(Items from a data source)
============================================================

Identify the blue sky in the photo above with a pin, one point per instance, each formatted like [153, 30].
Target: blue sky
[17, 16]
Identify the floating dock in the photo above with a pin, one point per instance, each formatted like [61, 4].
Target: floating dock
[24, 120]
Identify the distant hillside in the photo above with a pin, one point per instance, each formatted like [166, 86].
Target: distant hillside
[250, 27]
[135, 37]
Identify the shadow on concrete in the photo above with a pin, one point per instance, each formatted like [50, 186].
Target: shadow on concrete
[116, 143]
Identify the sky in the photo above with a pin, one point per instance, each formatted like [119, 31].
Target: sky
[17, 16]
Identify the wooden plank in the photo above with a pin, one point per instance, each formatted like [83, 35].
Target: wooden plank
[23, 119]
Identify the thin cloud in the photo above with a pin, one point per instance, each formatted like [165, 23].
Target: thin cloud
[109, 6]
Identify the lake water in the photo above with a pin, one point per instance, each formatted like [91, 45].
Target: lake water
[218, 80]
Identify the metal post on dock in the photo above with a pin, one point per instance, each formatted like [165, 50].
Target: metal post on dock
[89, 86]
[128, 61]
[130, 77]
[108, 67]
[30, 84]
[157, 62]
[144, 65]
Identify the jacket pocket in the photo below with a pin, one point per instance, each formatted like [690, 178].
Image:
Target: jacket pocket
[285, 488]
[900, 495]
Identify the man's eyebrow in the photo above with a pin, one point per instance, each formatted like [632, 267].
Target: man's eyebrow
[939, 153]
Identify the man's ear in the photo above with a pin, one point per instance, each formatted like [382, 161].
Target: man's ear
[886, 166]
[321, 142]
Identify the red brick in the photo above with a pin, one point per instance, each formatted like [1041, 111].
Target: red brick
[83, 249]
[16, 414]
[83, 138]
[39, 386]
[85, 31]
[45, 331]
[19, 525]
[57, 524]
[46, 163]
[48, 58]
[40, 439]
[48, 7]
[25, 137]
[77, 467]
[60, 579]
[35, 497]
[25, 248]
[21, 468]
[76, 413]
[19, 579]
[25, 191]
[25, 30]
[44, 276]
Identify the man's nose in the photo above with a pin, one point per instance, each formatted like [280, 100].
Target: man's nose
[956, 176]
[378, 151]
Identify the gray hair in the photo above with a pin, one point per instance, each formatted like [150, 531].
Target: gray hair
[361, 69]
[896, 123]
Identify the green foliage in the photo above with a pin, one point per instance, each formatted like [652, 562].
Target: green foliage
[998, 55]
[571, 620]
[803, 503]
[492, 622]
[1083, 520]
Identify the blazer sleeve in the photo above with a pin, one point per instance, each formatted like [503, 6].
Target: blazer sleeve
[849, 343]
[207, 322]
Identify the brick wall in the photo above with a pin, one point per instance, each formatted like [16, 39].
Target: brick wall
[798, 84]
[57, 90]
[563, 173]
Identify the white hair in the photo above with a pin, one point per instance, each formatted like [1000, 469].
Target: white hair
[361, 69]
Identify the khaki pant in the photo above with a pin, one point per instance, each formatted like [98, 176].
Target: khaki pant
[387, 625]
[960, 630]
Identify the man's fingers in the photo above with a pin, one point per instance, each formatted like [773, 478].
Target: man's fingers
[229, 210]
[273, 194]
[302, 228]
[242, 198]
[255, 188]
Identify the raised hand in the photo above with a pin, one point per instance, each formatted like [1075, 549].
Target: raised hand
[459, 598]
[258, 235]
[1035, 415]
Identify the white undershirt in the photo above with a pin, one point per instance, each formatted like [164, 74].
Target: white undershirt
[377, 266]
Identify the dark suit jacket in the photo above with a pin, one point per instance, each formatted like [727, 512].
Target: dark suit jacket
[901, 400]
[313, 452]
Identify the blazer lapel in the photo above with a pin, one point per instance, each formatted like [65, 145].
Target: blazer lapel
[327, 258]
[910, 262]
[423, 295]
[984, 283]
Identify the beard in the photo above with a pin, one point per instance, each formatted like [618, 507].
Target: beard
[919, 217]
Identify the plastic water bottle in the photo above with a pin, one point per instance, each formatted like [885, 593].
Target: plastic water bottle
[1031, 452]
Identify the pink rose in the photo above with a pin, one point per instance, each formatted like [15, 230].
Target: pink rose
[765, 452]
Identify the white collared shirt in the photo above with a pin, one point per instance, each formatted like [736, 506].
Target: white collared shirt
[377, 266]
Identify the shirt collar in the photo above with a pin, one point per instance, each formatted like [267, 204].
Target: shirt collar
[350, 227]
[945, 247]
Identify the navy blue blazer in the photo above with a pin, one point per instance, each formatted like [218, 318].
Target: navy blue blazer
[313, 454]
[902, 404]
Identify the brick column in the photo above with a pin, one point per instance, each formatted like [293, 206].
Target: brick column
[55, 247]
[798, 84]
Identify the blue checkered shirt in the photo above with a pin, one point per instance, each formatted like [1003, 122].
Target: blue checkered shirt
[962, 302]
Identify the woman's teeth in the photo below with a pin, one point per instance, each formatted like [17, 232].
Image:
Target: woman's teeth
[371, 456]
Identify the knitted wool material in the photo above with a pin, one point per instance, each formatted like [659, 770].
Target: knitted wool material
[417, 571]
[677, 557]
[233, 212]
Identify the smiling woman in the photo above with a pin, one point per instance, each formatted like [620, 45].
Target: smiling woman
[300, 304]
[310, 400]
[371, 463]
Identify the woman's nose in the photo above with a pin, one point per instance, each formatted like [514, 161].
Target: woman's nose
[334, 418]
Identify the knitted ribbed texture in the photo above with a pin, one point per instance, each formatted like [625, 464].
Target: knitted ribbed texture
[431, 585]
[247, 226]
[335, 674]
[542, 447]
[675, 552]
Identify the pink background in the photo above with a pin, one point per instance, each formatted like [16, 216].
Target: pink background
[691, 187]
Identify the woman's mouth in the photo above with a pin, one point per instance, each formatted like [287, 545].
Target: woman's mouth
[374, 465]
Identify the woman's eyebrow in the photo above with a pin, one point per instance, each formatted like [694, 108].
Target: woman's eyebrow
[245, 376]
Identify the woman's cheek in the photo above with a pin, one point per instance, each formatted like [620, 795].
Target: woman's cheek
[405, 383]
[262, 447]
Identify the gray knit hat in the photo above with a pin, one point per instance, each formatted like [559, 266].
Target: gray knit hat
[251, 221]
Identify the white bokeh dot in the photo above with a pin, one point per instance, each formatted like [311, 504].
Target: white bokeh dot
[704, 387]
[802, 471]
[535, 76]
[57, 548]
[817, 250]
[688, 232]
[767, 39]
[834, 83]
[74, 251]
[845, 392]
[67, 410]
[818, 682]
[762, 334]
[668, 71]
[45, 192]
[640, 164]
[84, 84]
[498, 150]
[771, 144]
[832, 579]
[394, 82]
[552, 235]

============================================================

◆ Exercise details:
Copy the lines above exactly, beginning at the line containing "Identify the smiling" and stopping at the last line.

◆ Result of the task:
Identify the smiling woman in the photo above with a pin, one point per instance, each formatted like [620, 45].
Target: smiling woman
[300, 304]
[310, 400]
[371, 463]
Identify the woman's nose in the photo above with a pin, one point per instance, each formatted like [514, 161].
Target: woman's nose
[334, 418]
Identify the knitted ribbed texture in the photo above with a pin, one point per instance, each formatted like [625, 464].
Target: knitted ribbed texture
[431, 585]
[247, 226]
[335, 674]
[542, 447]
[675, 552]
Identify the pink background in the photo above with a pin, one point per instance, each formatted like [16, 216].
Target: pink background
[691, 187]
Identify the woman's mouth in the photo above with a pin, one point per instance, each formatted like [287, 545].
Target: woman's mouth
[374, 465]
Identify the woman's eyebrow in the photo above with a pin, one point per instance, each formatted like [694, 108].
Target: woman's eyebrow
[245, 376]
Identify the woman's cheek in the photo above with a pin, one point per instance, each formatted like [620, 795].
Target: woman's cheek
[405, 383]
[262, 447]
Identify the gray knit hat in the photo above with a pin, one point per instance, each formatted like [559, 266].
Target: gray knit hat
[251, 221]
Identify the white bokeh dot in the photo above with a pin, one point per instance, each formatted like [311, 504].
Target: white bokeh dot
[704, 387]
[802, 471]
[535, 76]
[57, 548]
[817, 250]
[688, 232]
[767, 39]
[834, 83]
[74, 251]
[845, 392]
[67, 410]
[818, 682]
[762, 334]
[668, 71]
[45, 192]
[640, 164]
[84, 84]
[498, 150]
[771, 144]
[832, 579]
[394, 82]
[552, 235]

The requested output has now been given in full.